§ **Task instructions**
Count the lines in the rows below that contain the word "dark". Reply with that number alone.

§ **Entries shown**
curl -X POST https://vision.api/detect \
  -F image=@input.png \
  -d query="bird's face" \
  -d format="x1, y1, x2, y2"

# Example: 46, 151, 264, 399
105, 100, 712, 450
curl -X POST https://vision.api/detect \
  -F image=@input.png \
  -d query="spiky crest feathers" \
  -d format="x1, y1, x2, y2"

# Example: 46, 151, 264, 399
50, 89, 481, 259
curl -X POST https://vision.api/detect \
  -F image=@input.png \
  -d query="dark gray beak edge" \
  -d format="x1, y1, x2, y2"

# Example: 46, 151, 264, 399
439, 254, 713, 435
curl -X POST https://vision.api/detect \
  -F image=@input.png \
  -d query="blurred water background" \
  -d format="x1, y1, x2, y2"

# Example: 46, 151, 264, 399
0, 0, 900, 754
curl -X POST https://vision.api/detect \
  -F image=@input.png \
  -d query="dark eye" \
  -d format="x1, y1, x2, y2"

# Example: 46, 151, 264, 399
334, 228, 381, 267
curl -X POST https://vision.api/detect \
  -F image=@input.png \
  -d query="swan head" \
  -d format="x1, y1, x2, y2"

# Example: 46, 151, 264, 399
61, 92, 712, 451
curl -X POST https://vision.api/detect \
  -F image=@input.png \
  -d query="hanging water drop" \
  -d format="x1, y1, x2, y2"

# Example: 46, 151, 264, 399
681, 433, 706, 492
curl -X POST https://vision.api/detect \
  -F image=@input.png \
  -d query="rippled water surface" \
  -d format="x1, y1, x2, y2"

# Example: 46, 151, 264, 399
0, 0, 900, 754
...
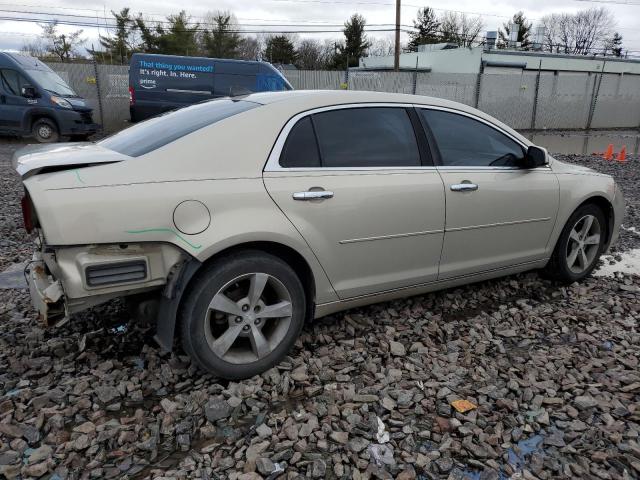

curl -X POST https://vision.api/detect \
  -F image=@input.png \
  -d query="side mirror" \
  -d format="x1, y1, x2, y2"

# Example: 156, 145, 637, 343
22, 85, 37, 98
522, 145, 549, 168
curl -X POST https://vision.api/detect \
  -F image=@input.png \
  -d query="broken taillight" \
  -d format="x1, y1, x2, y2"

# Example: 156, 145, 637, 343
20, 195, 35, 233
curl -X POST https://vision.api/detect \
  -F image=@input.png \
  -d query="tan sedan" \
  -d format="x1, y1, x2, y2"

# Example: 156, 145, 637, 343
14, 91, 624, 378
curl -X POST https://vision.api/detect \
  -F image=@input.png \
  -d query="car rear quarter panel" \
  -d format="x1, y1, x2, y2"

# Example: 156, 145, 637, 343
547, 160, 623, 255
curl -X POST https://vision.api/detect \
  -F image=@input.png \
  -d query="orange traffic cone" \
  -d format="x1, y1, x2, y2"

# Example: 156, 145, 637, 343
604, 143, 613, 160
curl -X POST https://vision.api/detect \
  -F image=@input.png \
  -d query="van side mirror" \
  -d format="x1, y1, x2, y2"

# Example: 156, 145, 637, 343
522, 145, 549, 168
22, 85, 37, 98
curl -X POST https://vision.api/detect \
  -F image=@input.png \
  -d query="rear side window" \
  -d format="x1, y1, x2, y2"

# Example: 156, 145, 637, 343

§ **Expected output**
2